# WHAT YOU HAVE TO DO:
Turn the items between the line holding "Query: **broken eggshell**" and the line holding "471 625 L 508", inclusive, into a two-column CSV with the header input,output. Give one row per item, with the item's text under input and its answer under output, each in a single quoted field and with line breaks replaced by spaces.
+++++
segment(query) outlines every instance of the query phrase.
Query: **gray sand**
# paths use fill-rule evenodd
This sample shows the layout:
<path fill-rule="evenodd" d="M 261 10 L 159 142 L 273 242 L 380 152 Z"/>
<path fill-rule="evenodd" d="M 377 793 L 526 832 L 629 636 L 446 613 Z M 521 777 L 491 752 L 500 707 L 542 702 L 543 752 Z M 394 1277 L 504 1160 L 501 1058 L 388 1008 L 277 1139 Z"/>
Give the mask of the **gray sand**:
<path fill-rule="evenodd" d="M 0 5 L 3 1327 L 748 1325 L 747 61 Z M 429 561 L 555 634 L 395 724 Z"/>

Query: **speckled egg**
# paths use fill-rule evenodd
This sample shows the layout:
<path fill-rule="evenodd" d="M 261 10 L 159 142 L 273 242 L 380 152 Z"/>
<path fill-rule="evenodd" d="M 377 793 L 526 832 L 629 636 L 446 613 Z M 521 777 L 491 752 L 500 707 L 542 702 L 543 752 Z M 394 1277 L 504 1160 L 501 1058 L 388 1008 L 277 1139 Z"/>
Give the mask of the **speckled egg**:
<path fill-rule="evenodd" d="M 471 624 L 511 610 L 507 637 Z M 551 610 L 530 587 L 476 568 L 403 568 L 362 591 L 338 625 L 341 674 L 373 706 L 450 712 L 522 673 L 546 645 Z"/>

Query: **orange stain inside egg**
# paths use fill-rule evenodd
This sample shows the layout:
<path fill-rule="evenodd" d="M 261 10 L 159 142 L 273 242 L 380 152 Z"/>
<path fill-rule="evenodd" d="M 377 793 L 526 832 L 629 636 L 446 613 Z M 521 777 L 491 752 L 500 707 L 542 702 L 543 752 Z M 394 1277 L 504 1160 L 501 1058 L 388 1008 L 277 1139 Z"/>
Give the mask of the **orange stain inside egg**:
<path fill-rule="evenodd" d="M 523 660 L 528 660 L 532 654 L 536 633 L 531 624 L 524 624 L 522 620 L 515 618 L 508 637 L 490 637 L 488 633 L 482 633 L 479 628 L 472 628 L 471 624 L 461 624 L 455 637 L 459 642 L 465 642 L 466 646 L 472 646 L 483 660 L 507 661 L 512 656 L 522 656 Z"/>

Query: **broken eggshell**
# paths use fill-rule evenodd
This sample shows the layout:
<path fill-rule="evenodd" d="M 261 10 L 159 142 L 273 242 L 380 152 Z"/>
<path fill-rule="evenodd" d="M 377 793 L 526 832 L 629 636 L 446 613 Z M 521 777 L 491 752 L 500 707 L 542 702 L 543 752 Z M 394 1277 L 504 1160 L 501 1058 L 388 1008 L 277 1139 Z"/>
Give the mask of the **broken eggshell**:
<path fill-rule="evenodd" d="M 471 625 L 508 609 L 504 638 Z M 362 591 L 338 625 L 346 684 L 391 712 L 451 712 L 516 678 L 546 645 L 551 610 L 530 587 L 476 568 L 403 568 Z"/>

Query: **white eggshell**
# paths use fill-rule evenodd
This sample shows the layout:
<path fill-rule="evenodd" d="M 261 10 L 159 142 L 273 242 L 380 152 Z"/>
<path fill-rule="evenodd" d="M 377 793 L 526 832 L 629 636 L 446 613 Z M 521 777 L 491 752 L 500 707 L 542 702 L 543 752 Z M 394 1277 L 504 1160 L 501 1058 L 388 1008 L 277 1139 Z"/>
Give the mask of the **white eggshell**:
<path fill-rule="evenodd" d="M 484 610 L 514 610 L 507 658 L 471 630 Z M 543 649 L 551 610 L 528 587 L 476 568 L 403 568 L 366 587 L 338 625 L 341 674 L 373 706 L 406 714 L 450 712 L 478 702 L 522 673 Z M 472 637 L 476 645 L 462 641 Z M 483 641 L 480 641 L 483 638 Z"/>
+++++
# RESULT OF THIS EXERCISE:
input,output
"Query: **broken eggshell** # paths use fill-rule evenodd This sample shows the layout: <path fill-rule=""evenodd"" d=""M 261 10 L 159 142 L 273 242 L 380 152 Z""/> <path fill-rule=""evenodd"" d=""M 377 793 L 526 832 L 629 636 L 446 613 Z M 521 777 L 491 752 L 500 707 L 542 702 L 543 752 Z M 394 1277 L 504 1160 L 501 1058 L 388 1008 L 277 1139 Z""/> Give the mask of the **broken eggshell**:","<path fill-rule=""evenodd"" d=""M 471 625 L 508 609 L 504 638 Z M 362 591 L 338 625 L 346 684 L 391 712 L 451 712 L 516 678 L 546 645 L 551 610 L 530 587 L 476 568 L 403 568 Z""/>"